* _PASSAGE EXTRAIT_:
:::

Comment entretenir un masque ?
Chaque masque grand public, quand il est recyclable, comporte une notice avec les préconisations de traitement du fabricant qu’il convient de suivre pour en garantir la meilleure préservation dans le temps.
Les experts du groupe ANSM ont donné quelques directives en se basant sur les préconisations déjà en vigueur pour le lavage des textiles durant l’épisode Covid-19 et la gestion plus globale du risque microbiologique (avis de l’ANSM en date du 13 mai 2020) [11]. Le cycle de nettoyage à 60°C d’une durée de 30 minutes au moins avec un détergent classique est le cycle de référence mais il existe peu de données scientifiques à ce propos dans le contexte d’un lavage en machine. Il est probable que les virus enveloppés résistent peu à un processus lessiviel même à plus basse température. Il n’est pas nécessaire de laver les masques séparément (le remplissage à demi-charge du lave-linge permettant d’assurer un bon brassage).

:::

* _DONNÉES_:
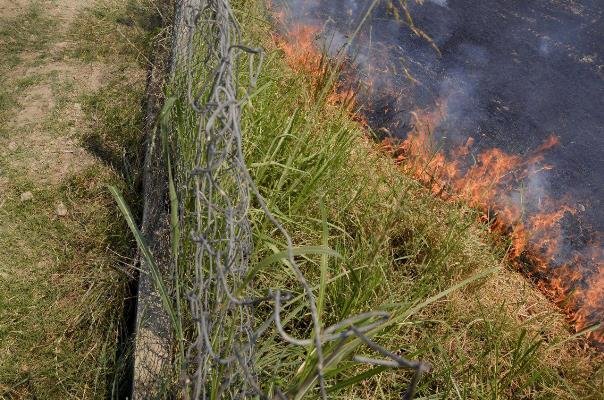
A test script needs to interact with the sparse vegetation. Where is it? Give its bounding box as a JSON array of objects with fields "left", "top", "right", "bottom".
[{"left": 0, "top": 0, "right": 156, "bottom": 399}]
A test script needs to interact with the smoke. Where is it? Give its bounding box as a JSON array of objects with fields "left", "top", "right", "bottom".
[{"left": 277, "top": 0, "right": 604, "bottom": 340}]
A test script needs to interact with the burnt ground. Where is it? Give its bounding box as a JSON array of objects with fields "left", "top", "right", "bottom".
[{"left": 283, "top": 0, "right": 604, "bottom": 260}]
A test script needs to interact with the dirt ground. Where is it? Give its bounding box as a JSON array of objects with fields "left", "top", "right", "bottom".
[{"left": 0, "top": 0, "right": 148, "bottom": 398}]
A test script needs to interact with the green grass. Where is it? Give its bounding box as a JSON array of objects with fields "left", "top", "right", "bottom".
[
  {"left": 0, "top": 0, "right": 160, "bottom": 399},
  {"left": 160, "top": 0, "right": 604, "bottom": 399}
]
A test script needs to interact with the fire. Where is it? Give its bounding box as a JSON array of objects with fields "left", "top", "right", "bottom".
[{"left": 275, "top": 6, "right": 604, "bottom": 344}]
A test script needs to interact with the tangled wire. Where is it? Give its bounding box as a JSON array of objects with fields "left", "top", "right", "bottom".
[{"left": 169, "top": 0, "right": 428, "bottom": 399}]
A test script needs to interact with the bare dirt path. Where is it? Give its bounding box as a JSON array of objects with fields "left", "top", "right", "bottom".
[{"left": 0, "top": 0, "right": 149, "bottom": 399}]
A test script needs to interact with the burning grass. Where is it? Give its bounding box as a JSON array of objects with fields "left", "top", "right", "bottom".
[
  {"left": 149, "top": 0, "right": 604, "bottom": 399},
  {"left": 275, "top": 2, "right": 604, "bottom": 346}
]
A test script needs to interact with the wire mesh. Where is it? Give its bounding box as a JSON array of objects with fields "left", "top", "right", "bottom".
[{"left": 168, "top": 0, "right": 428, "bottom": 399}]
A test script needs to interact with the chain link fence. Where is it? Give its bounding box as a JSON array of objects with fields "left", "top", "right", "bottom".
[{"left": 130, "top": 0, "right": 428, "bottom": 399}]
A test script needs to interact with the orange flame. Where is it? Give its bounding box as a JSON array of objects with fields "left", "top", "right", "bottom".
[{"left": 275, "top": 9, "right": 604, "bottom": 345}]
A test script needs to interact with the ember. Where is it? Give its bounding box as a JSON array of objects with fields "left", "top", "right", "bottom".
[{"left": 276, "top": 1, "right": 604, "bottom": 344}]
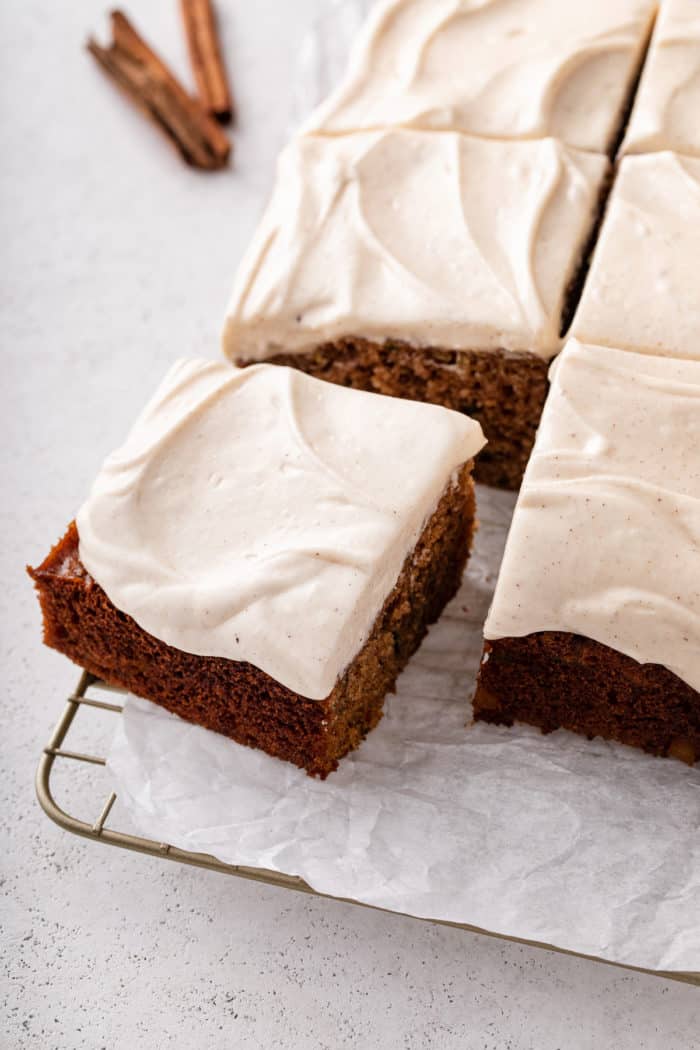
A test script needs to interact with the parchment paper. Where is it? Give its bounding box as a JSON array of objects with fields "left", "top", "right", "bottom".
[
  {"left": 108, "top": 0, "right": 700, "bottom": 971},
  {"left": 108, "top": 487, "right": 700, "bottom": 970}
]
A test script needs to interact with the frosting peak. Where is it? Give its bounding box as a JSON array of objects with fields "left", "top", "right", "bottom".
[
  {"left": 572, "top": 150, "right": 700, "bottom": 359},
  {"left": 77, "top": 360, "right": 484, "bottom": 699},
  {"left": 225, "top": 130, "right": 608, "bottom": 361},
  {"left": 303, "top": 0, "right": 655, "bottom": 153},
  {"left": 485, "top": 340, "right": 700, "bottom": 691},
  {"left": 623, "top": 0, "right": 700, "bottom": 156}
]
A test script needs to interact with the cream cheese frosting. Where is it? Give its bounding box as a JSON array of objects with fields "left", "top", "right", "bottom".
[
  {"left": 302, "top": 0, "right": 656, "bottom": 153},
  {"left": 571, "top": 150, "right": 700, "bottom": 359},
  {"left": 485, "top": 340, "right": 700, "bottom": 691},
  {"left": 623, "top": 0, "right": 700, "bottom": 155},
  {"left": 77, "top": 360, "right": 485, "bottom": 699},
  {"left": 224, "top": 130, "right": 609, "bottom": 361}
]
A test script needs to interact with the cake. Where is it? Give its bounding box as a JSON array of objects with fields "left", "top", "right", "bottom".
[
  {"left": 224, "top": 129, "right": 610, "bottom": 487},
  {"left": 571, "top": 150, "right": 700, "bottom": 359},
  {"left": 622, "top": 0, "right": 700, "bottom": 156},
  {"left": 474, "top": 340, "right": 700, "bottom": 762},
  {"left": 29, "top": 360, "right": 484, "bottom": 777},
  {"left": 302, "top": 0, "right": 656, "bottom": 156}
]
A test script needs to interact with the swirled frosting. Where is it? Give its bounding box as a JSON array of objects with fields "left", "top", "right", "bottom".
[
  {"left": 623, "top": 0, "right": 700, "bottom": 156},
  {"left": 485, "top": 340, "right": 700, "bottom": 690},
  {"left": 224, "top": 130, "right": 608, "bottom": 361},
  {"left": 77, "top": 360, "right": 484, "bottom": 699},
  {"left": 302, "top": 0, "right": 656, "bottom": 153},
  {"left": 571, "top": 150, "right": 700, "bottom": 359}
]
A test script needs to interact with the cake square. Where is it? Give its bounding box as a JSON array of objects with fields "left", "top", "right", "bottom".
[
  {"left": 224, "top": 130, "right": 610, "bottom": 487},
  {"left": 571, "top": 151, "right": 700, "bottom": 359},
  {"left": 29, "top": 360, "right": 484, "bottom": 776},
  {"left": 474, "top": 340, "right": 700, "bottom": 762},
  {"left": 302, "top": 0, "right": 656, "bottom": 156},
  {"left": 622, "top": 0, "right": 700, "bottom": 156}
]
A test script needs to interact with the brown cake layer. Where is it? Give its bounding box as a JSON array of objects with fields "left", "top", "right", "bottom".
[
  {"left": 255, "top": 338, "right": 549, "bottom": 488},
  {"left": 28, "top": 462, "right": 475, "bottom": 777},
  {"left": 474, "top": 631, "right": 700, "bottom": 763}
]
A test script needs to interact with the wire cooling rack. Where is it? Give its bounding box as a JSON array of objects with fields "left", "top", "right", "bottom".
[{"left": 37, "top": 671, "right": 700, "bottom": 986}]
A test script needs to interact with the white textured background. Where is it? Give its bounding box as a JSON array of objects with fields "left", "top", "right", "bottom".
[{"left": 5, "top": 0, "right": 700, "bottom": 1050}]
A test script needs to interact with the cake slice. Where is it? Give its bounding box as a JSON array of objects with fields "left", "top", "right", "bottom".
[
  {"left": 224, "top": 130, "right": 609, "bottom": 487},
  {"left": 571, "top": 150, "right": 700, "bottom": 360},
  {"left": 474, "top": 340, "right": 700, "bottom": 762},
  {"left": 29, "top": 360, "right": 484, "bottom": 777},
  {"left": 303, "top": 0, "right": 656, "bottom": 156},
  {"left": 622, "top": 0, "right": 700, "bottom": 156}
]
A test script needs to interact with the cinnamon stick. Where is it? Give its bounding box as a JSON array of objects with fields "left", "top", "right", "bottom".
[
  {"left": 181, "top": 0, "right": 233, "bottom": 124},
  {"left": 87, "top": 11, "right": 231, "bottom": 170}
]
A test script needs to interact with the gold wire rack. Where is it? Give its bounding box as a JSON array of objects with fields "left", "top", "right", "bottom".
[{"left": 36, "top": 671, "right": 700, "bottom": 986}]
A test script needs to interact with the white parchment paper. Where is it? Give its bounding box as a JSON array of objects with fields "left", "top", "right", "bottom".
[
  {"left": 108, "top": 0, "right": 700, "bottom": 971},
  {"left": 108, "top": 487, "right": 700, "bottom": 971}
]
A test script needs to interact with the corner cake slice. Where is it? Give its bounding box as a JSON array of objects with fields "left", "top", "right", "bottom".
[
  {"left": 304, "top": 0, "right": 656, "bottom": 155},
  {"left": 571, "top": 150, "right": 700, "bottom": 360},
  {"left": 29, "top": 360, "right": 484, "bottom": 777},
  {"left": 224, "top": 130, "right": 609, "bottom": 487},
  {"left": 474, "top": 340, "right": 700, "bottom": 762}
]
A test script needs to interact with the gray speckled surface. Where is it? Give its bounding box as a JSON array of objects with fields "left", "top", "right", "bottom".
[{"left": 0, "top": 0, "right": 700, "bottom": 1050}]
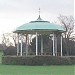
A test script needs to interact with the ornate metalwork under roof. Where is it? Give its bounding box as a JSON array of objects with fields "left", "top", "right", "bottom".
[{"left": 14, "top": 15, "right": 65, "bottom": 33}]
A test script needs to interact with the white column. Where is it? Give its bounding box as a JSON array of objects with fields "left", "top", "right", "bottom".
[
  {"left": 55, "top": 34, "right": 57, "bottom": 56},
  {"left": 20, "top": 34, "right": 23, "bottom": 56},
  {"left": 53, "top": 33, "right": 55, "bottom": 56},
  {"left": 17, "top": 34, "right": 19, "bottom": 56},
  {"left": 26, "top": 35, "right": 28, "bottom": 56},
  {"left": 61, "top": 34, "right": 62, "bottom": 56},
  {"left": 41, "top": 35, "right": 43, "bottom": 55},
  {"left": 36, "top": 32, "right": 38, "bottom": 55}
]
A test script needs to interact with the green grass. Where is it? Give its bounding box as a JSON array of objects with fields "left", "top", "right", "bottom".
[
  {"left": 0, "top": 52, "right": 3, "bottom": 63},
  {"left": 0, "top": 65, "right": 75, "bottom": 75},
  {"left": 0, "top": 53, "right": 75, "bottom": 75}
]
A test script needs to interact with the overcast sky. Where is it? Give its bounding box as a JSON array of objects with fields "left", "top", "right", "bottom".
[{"left": 0, "top": 0, "right": 74, "bottom": 34}]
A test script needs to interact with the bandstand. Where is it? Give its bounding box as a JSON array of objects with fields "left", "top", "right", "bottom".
[{"left": 14, "top": 14, "right": 65, "bottom": 56}]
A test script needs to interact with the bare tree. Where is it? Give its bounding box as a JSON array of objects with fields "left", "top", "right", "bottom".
[{"left": 58, "top": 15, "right": 74, "bottom": 55}]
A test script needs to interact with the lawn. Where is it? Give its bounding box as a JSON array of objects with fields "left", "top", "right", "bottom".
[
  {"left": 0, "top": 65, "right": 75, "bottom": 75},
  {"left": 0, "top": 54, "right": 75, "bottom": 75}
]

:::

Dites si chaque affirmation ci-dessous concorde avec l'extrait sur l'entretien des masques, en répondant par oui ou non et en citant les mots décisifs de l'extrait.
(a) Le cycle de référence est un lavage à 60 °C d'au moins 30 minutes avec un détergent classique.
(b) Les masques doivent être lavés à part du reste du linge.
(c) Les données scientifiques sur le lavage en machine sont abondantes.

* _SOLUTION RÉDIGÉE_:
(a) Oui : « Le cycle de nettoyage à 60°C d’une durée de 30 minutes au moins avec un détergent classique est le cycle de référence ».
(b) Non : « Il n’est pas nécessaire de laver les masques séparément ».
(c) Non : « il existe peu de données scientifiques à ce propos dans le contexte d’un lavage en machine ».